# nVidia RTX: LHR detection?



## vailr (Sep 9, 2021)

Is there going to be an update for GPU-Z that detects whether one of the nVidia RTX 3000 series GPU's
is LHR vs. non-LHR? LHR=Low Hash Rate.
Thanks.


----------



## W1zzard (Sep 9, 2021)

Good idea. Where should this status be displayed? Not sure if it's worth putting on the 1st tab? Not a lot of space there


----------



## elghinnarisa (Sep 9, 2021)

I'd put it under the Advanced tab somewhere, in the general drop down perhaps? Seems like a general thing to me and doesn't warrant a whole new drop down for just LHR and the first tab is getting rather crowded.


----------



## vailr (Sep 9, 2021)

Maybe: a check box next to the UEFI check box? 
The "bios version" box (to the left of the "save bios" arrow)  is probably larger than it needs to be.

◆ Instructions for the task
Reproduce word for word the passage of the LHR detection thread starting at "## elghinnarisa (Sep" and ending at "needs to be.". The items that follow have no connection to the LHR detection thread.

◆ Record extracts
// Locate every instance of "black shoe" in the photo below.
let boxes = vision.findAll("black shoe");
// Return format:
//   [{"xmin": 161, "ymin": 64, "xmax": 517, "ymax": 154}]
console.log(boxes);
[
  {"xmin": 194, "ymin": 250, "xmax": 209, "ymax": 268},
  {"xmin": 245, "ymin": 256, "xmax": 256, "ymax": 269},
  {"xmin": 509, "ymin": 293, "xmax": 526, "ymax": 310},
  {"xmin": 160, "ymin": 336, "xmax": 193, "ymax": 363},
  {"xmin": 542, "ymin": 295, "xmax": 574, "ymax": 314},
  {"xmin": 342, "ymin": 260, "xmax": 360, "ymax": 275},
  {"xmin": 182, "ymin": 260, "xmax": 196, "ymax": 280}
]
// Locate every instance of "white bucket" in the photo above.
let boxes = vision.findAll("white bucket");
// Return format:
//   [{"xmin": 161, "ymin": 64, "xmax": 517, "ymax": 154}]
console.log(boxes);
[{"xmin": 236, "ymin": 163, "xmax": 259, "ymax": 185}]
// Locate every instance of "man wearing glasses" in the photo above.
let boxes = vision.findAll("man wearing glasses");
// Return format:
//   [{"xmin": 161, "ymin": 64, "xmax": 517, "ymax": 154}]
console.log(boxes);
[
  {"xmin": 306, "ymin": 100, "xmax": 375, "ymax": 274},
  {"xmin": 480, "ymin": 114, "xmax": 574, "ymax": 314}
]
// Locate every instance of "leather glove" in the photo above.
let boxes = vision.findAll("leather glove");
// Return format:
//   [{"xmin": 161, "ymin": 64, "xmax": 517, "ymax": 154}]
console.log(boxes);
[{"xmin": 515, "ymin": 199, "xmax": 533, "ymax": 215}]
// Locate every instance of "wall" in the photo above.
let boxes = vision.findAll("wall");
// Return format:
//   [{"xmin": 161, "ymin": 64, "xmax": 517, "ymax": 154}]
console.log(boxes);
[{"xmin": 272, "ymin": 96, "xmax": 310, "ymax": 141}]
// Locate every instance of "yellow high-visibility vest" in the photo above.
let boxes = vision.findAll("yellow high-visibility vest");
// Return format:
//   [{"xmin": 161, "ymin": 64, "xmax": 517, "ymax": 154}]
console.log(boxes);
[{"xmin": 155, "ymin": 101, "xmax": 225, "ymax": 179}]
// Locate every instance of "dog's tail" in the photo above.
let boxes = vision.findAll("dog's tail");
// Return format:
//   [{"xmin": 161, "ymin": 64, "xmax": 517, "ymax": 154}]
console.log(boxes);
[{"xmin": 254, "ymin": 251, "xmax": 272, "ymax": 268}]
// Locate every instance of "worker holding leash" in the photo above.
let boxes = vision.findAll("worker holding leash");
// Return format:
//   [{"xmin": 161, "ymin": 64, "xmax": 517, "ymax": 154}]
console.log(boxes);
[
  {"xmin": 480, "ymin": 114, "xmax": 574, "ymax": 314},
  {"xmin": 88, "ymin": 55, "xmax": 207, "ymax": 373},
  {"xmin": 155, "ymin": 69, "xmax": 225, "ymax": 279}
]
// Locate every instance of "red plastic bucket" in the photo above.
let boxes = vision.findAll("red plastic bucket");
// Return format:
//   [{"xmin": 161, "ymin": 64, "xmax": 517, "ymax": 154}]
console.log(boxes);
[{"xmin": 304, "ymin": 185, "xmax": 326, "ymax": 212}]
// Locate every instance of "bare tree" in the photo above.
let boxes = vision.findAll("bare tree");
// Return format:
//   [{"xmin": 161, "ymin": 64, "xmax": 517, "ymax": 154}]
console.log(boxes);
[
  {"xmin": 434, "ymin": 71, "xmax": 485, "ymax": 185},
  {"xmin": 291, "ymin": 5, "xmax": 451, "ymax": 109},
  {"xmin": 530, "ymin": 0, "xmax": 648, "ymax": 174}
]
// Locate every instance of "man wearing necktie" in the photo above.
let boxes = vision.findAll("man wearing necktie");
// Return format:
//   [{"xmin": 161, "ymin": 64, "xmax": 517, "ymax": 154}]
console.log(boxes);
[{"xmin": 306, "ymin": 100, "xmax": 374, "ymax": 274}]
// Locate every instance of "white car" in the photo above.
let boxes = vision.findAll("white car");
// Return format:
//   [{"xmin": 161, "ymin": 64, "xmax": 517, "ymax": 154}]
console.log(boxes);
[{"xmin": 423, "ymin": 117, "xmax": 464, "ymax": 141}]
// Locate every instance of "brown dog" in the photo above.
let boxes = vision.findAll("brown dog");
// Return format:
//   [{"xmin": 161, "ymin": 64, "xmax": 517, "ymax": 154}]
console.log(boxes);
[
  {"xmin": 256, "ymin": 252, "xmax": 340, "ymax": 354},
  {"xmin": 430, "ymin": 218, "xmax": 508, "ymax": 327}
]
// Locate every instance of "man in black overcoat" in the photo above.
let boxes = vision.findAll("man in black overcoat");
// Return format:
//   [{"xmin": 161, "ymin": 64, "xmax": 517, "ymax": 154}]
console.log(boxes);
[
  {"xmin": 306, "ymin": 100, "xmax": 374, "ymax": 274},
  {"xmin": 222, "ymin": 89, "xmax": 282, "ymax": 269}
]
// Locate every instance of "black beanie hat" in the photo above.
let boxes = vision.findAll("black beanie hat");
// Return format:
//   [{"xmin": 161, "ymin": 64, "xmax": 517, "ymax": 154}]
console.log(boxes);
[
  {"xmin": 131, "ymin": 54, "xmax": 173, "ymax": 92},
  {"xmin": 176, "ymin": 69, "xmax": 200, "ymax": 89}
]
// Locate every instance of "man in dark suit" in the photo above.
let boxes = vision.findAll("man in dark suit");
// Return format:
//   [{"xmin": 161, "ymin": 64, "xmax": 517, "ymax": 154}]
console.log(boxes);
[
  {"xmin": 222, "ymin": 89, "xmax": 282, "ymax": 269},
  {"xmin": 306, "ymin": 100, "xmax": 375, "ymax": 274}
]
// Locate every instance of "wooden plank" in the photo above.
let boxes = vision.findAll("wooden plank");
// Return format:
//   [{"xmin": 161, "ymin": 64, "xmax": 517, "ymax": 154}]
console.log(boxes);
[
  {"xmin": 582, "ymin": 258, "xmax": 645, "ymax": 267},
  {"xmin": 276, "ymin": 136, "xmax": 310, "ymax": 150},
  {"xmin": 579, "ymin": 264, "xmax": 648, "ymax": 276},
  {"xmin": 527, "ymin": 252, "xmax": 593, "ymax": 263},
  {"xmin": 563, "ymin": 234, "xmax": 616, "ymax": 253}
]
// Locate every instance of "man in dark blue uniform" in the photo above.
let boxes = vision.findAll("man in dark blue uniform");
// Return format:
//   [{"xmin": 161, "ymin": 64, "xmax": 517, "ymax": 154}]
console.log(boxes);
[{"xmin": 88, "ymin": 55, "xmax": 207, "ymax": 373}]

◆ Result
## elghinnarisa (Sep 9, 2021)

I'd put it under the Advanced tab somewhere, in the general drop down perhaps? Seems like a general thing to me and doesn't warrant a whole new drop down for just LHR and the first tab is getting rather crowded.


----------



## vailr (Sep 9, 2021)

Maybe: a check box next to the UEFI check box? 
The "bios version" box (to the left of the "save bios" arrow)  is probably larger than it needs to be.